◆ WORK REQUEST:
Set down the data again in full, keeping every line exactly as it is.

◆ RECORD SET:
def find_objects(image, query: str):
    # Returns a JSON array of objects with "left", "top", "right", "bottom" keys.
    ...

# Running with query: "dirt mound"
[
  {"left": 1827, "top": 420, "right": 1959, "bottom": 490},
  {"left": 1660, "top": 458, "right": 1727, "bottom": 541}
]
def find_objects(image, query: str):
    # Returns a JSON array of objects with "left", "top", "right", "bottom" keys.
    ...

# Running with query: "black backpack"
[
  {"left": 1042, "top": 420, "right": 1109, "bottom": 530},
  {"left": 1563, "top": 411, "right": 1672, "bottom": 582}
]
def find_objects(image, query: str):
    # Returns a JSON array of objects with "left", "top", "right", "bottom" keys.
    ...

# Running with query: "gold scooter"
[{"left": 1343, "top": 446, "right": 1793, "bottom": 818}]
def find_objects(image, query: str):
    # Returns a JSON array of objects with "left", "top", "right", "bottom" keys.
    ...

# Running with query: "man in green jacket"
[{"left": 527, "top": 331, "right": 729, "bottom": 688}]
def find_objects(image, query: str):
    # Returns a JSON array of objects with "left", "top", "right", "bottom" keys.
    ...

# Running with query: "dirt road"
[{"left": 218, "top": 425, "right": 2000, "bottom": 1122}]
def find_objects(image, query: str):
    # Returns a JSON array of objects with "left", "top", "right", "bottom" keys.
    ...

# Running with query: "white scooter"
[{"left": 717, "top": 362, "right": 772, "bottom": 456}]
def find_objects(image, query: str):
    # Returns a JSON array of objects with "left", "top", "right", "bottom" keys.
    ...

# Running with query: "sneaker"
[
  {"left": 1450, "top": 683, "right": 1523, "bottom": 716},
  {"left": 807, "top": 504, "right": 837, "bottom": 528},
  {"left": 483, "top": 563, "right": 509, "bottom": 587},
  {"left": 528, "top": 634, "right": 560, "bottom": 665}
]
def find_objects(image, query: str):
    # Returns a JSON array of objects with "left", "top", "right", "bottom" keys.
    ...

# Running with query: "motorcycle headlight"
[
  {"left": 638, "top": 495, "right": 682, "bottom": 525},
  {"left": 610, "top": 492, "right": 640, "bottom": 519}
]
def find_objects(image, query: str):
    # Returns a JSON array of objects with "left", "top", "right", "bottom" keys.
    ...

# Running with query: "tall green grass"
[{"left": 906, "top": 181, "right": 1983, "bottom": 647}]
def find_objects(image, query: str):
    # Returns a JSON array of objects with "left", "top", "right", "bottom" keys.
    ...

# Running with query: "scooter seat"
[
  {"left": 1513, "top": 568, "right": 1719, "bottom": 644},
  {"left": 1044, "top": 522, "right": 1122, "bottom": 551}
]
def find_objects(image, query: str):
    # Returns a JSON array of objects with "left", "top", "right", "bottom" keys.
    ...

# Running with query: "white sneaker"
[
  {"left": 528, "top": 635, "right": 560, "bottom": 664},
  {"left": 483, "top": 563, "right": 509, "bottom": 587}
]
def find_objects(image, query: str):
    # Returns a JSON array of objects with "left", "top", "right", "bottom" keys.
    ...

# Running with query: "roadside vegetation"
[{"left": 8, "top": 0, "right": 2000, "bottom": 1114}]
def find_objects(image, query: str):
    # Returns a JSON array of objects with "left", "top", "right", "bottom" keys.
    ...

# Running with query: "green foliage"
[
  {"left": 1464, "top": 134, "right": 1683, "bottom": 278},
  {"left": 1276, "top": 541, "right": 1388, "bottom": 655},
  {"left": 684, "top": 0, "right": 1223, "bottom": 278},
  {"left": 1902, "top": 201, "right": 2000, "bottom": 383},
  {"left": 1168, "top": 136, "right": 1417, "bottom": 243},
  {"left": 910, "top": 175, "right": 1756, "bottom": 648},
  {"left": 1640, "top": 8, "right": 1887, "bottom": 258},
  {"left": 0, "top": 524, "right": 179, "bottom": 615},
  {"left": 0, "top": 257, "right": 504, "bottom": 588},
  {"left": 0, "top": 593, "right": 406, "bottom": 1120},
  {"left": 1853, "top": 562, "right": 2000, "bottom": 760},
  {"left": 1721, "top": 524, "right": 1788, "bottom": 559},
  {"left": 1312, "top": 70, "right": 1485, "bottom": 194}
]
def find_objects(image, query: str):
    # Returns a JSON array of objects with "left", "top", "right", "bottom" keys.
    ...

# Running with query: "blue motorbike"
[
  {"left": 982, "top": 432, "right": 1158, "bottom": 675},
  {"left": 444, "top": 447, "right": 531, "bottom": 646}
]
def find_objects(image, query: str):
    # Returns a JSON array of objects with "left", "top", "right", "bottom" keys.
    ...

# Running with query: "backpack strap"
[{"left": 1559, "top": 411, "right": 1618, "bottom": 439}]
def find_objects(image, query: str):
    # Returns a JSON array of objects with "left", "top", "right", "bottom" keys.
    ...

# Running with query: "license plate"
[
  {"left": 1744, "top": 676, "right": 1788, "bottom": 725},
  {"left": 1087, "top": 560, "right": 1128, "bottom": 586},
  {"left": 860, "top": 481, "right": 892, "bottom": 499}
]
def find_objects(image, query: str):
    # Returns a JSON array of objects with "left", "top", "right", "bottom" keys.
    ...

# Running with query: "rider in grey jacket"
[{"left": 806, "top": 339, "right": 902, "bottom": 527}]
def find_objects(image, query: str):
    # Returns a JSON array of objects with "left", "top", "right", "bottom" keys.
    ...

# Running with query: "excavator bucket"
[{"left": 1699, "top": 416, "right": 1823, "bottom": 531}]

◆ OUTPUT OF THE TASK:
def find_objects(image, query: str):
    # Returns a JSON array of objects with "left", "top", "right", "bottom" keys.
    ...

# Running with query: "dirt mound"
[
  {"left": 1827, "top": 420, "right": 1959, "bottom": 490},
  {"left": 1660, "top": 458, "right": 1727, "bottom": 541}
]
def find_objects(image, query: str):
    # Returns a JSON array of objects with "left", "top", "right", "bottom" keys.
    ...

# Running with query: "black backpack"
[
  {"left": 1042, "top": 420, "right": 1109, "bottom": 530},
  {"left": 1563, "top": 411, "right": 1672, "bottom": 582}
]
def find_objects(image, query: str):
    # Returns a JSON array of objects with "left", "top", "right", "bottom" keys.
    ...

# Running with query: "gold scooter"
[{"left": 1343, "top": 446, "right": 1793, "bottom": 818}]
def find_objects(image, query: str):
    # Returns a JSON array of objects with "left", "top", "right", "bottom" keys.
    ...

# Running with query: "man in green jacket"
[{"left": 527, "top": 331, "right": 729, "bottom": 688}]
def find_objects(image, query: str):
    # Returns a JSON array of objects with "left", "top", "right", "bottom" keys.
    ...

# Running with query: "dirt road"
[{"left": 218, "top": 425, "right": 2000, "bottom": 1122}]
def find_objects(image, query: str):
    # Returns a JSON array of objects with "left", "top", "right", "bottom" keys.
    ...

# Running with query: "white scooter"
[{"left": 717, "top": 362, "right": 772, "bottom": 456}]
def find_objects(image, query: str):
    # Returns a JSON array of objects with "left", "top", "right", "bottom" keys.
    ...

# Running with query: "sneaker"
[
  {"left": 1450, "top": 683, "right": 1523, "bottom": 716},
  {"left": 807, "top": 504, "right": 837, "bottom": 528},
  {"left": 483, "top": 563, "right": 509, "bottom": 587},
  {"left": 528, "top": 634, "right": 560, "bottom": 665}
]
def find_objects(image, query: str):
    # Returns a JSON array of objects with "left", "top", "right", "bottom" keys.
    ...

# Running with query: "motorcycle headlight"
[
  {"left": 638, "top": 495, "right": 682, "bottom": 525},
  {"left": 610, "top": 492, "right": 640, "bottom": 519}
]
def find_objects(image, query: str):
    # Returns a JSON array of objects with "left", "top", "right", "bottom" keys.
    ...

# Running with query: "tall green grass"
[{"left": 906, "top": 181, "right": 1983, "bottom": 647}]
def find_objects(image, query: str):
    # Returns a JSON array of objects with "left", "top", "right", "bottom" keys.
    ...

# Running with query: "scooter seat"
[
  {"left": 1513, "top": 568, "right": 1719, "bottom": 644},
  {"left": 1044, "top": 522, "right": 1122, "bottom": 551}
]
def find_objects(image, query: str):
    # Returns a JSON array of objects with "left", "top", "right", "bottom" keys.
    ...

# Running with query: "white sneaker"
[
  {"left": 528, "top": 635, "right": 560, "bottom": 664},
  {"left": 483, "top": 563, "right": 509, "bottom": 587}
]
def find_objects(image, query: str):
    # Returns a JSON array of objects with "left", "top", "right", "bottom" keys.
    ...

# Running with query: "roadside vegetation"
[{"left": 8, "top": 0, "right": 2000, "bottom": 1114}]
def find_objects(image, query: str):
    # Returns a JSON array of objects with "left", "top", "right", "bottom" keys.
    ...

# Running with query: "green foliage"
[
  {"left": 1464, "top": 134, "right": 1683, "bottom": 278},
  {"left": 1276, "top": 541, "right": 1388, "bottom": 655},
  {"left": 684, "top": 0, "right": 1223, "bottom": 278},
  {"left": 1902, "top": 201, "right": 2000, "bottom": 383},
  {"left": 1168, "top": 136, "right": 1417, "bottom": 243},
  {"left": 910, "top": 175, "right": 1756, "bottom": 648},
  {"left": 1640, "top": 8, "right": 1887, "bottom": 258},
  {"left": 0, "top": 524, "right": 179, "bottom": 615},
  {"left": 0, "top": 257, "right": 504, "bottom": 588},
  {"left": 0, "top": 593, "right": 406, "bottom": 1120},
  {"left": 1853, "top": 562, "right": 2000, "bottom": 760},
  {"left": 1721, "top": 524, "right": 1788, "bottom": 559},
  {"left": 1312, "top": 70, "right": 1485, "bottom": 194}
]
def find_objects(image, query: str):
    # Returns a JSON array of objects with "left", "top", "right", "bottom" keys.
    ...

# Running with query: "blue motorbike"
[
  {"left": 982, "top": 432, "right": 1158, "bottom": 675},
  {"left": 444, "top": 447, "right": 531, "bottom": 646}
]
def find_objects(image, query: str):
    # Returns a JSON array of objects with "left", "top", "right", "bottom" keys.
    ...

# Running with query: "backpack strap"
[{"left": 1559, "top": 411, "right": 1618, "bottom": 439}]
def find_objects(image, query: str):
    # Returns a JSON array of objects with "left", "top", "right", "bottom" keys.
    ...

# Running with query: "license plate"
[
  {"left": 1744, "top": 676, "right": 1788, "bottom": 725},
  {"left": 1087, "top": 560, "right": 1128, "bottom": 586},
  {"left": 860, "top": 481, "right": 892, "bottom": 499}
]
def find_objects(image, query: str):
    # Returns a JSON array of objects with "left", "top", "right", "bottom" keys.
    ...

# Running with query: "rider in grey jacket"
[{"left": 806, "top": 339, "right": 902, "bottom": 527}]
def find_objects(image, query: str):
    # Returns a JSON array of objects with "left", "top", "right", "bottom" keys.
    ...

# Running with query: "excavator bucket"
[{"left": 1699, "top": 416, "right": 1823, "bottom": 531}]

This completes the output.